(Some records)
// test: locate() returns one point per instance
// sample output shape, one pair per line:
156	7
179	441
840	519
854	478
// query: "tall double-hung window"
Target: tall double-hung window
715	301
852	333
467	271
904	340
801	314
---
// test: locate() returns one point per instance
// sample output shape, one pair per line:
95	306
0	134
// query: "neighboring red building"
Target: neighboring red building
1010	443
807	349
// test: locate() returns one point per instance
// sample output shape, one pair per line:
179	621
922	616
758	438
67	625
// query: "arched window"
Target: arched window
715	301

TASK GOAL. List every line in the records above that contains the string "query". Case counts.

SOLUTION TO THE EXERCISE.
// query: "tall double-hung window"
// query: "neighboring red building"
// query: "arched window"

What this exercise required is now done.